Start DATA TO PROCESS

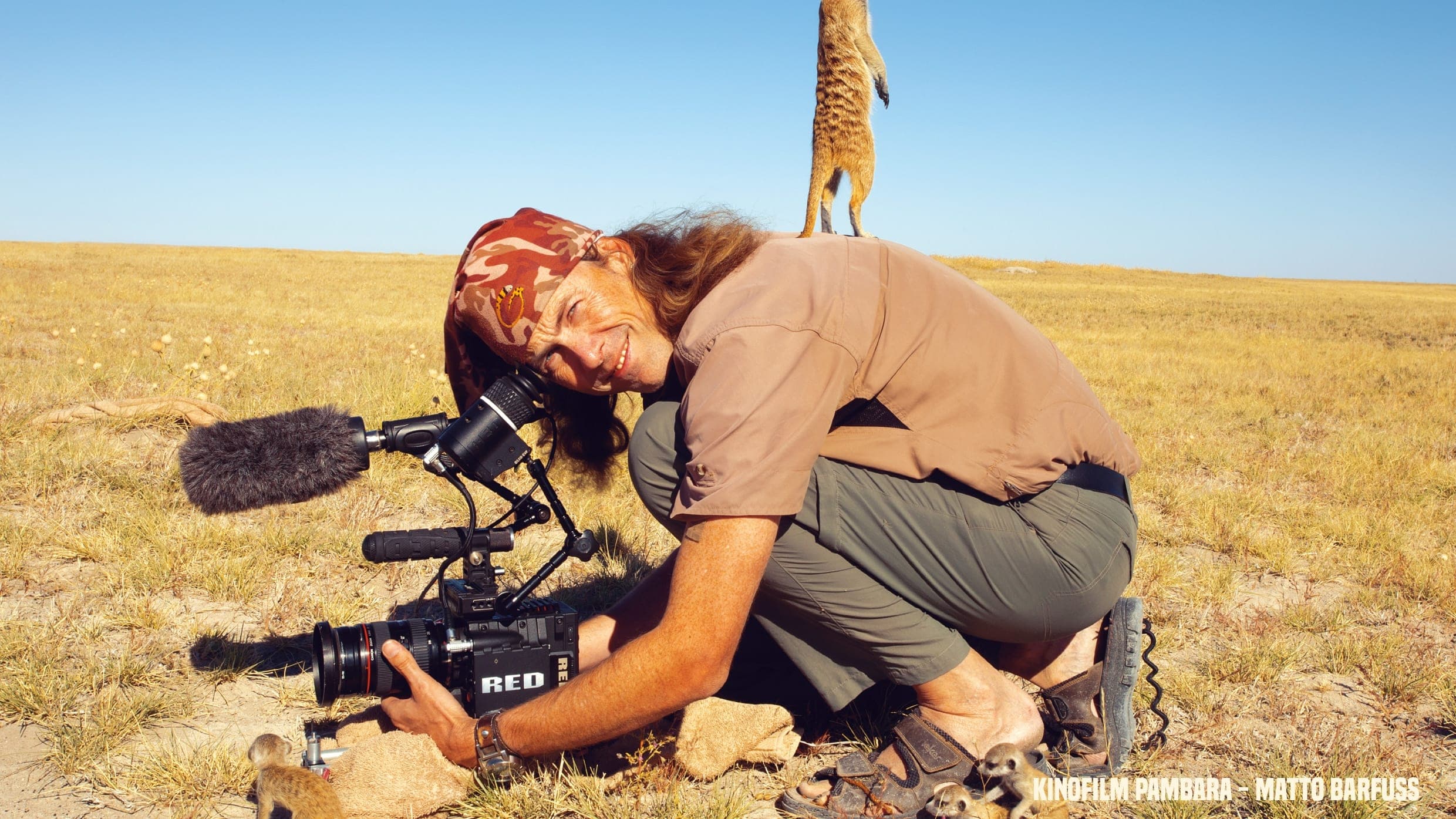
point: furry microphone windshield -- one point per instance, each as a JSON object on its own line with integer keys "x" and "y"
{"x": 284, "y": 458}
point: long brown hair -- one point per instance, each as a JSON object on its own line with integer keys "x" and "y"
{"x": 679, "y": 258}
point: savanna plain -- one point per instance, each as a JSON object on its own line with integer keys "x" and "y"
{"x": 1296, "y": 506}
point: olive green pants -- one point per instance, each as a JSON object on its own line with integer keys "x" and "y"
{"x": 881, "y": 576}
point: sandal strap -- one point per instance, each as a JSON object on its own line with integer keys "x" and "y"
{"x": 931, "y": 753}
{"x": 854, "y": 766}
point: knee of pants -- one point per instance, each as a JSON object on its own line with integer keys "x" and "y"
{"x": 653, "y": 458}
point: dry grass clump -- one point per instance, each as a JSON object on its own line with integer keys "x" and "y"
{"x": 1296, "y": 545}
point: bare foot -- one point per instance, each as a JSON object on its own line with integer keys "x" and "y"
{"x": 1050, "y": 663}
{"x": 975, "y": 705}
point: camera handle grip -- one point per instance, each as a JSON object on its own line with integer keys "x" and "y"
{"x": 424, "y": 544}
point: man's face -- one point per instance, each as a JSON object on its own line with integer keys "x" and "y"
{"x": 598, "y": 334}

End DATA TO PROCESS

▶ [WORK TO DO]: Without the pictures, repeat the listing above exactly.

▶ [THE OUTPUT]:
point: furry microphone windshield -- one point per instance, each as a JSON object on its own line with integer keys "x" and "y"
{"x": 284, "y": 458}
point: long brown hair -- one point per instance, each as a JSON object on its own line with integer keys "x" and "y"
{"x": 679, "y": 258}
point: savanna plain -- one point per instance, each as a JSON object on its own line with integer keys "x" and "y"
{"x": 1296, "y": 506}
point: olive green pants -- one point per instance, each as a JSON object on its own line with integer keys "x" and "y"
{"x": 881, "y": 576}
point: sandal strap -- one point per instance, each as a JSON object on its own line with integer keys "x" and "y"
{"x": 931, "y": 753}
{"x": 854, "y": 766}
point: knee of pants -- one point per instance, each as a JSON object on its own line with integer keys "x" and "y"
{"x": 653, "y": 458}
point: dry grass clump -- one point per instance, each as a JSON object on its own line with integer keys "x" and "y"
{"x": 1296, "y": 545}
point: bare foot -- one point per instance, each as a JSON object on its own line with integer keys "x" and "y"
{"x": 1050, "y": 663}
{"x": 975, "y": 705}
point: camera handle grip -- one point per instance, each as a JSON object on its own line with integer keys "x" and "y"
{"x": 424, "y": 544}
point: man's face -- one point per instance, each as a JSON object on its own line with integer keys "x" and "y"
{"x": 598, "y": 334}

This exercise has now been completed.